> **TEXT SEGMENT**
______________________________
This paper presented a temple-MQA method that achieves a high accuracy for multi-hop temporal QA task. The whole architecture includes the following key steps: 1) construct a time-aware graph (TAG) to store time information; 2) build an inference path for each multi-hop question using LLMs; 3) design a joint reasoning way to combine LLMs with TAG.
The performance of proposed temple-MQA achieves the state of art performance on multiple metrics. It proves the effectiveness of proposed method.

拒绝理由

Weaknesses:

The temporal questions include two types: questions with explicit time (like 01/01/2024) and questions with hidden time (like before, after). It will be wondering if more deep analysis cross different types are provided. The questions with hidden time will require more support about multi-step reasoning. Maybe this method can perform well on various types.
Using the LLMs to generate the inference path is a great idea. But this section missed some details. I would like to see more comparisons and analysis about this direction. The accuracy of inference path will impact the performance a lot.

给作者的问题

Look forward to more analysis on various temporal question types.

作者回复

2024-05-31

Thanks for your valuable feedback. We address your concerns as follows.

W1. Implicit Time

For questions with hidden time, we consider the following examples:

"Who was the U.S. president before Biden?",
"Who was the previous president of the U.S.?"
______________________________
> **EXERCISE INSTRUCTIONS**
According to the review above, why does the reviewer want more comparisons and analysis on using LLMs to generate the inference path? Answer in one to three sentences.

> **DATASET EXCERPT**
______________________________
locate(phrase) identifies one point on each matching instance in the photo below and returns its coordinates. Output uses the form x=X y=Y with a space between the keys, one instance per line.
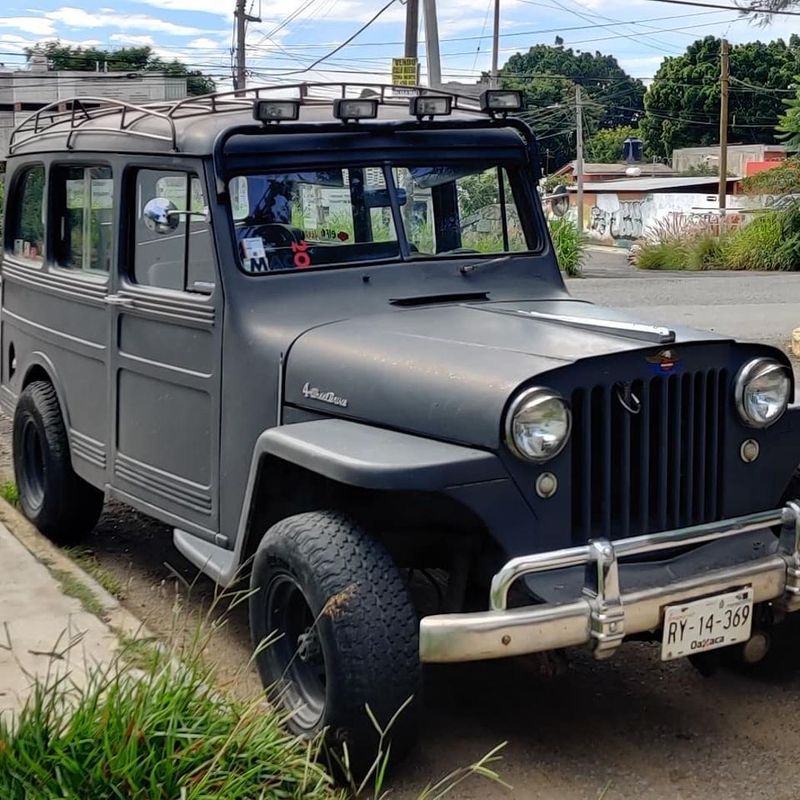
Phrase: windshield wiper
______________________________
> **RESULT BELOW**
The reviewer says that this section misses some details. The reviewer also says that the accuracy of the inference path will strongly affect the method's performance.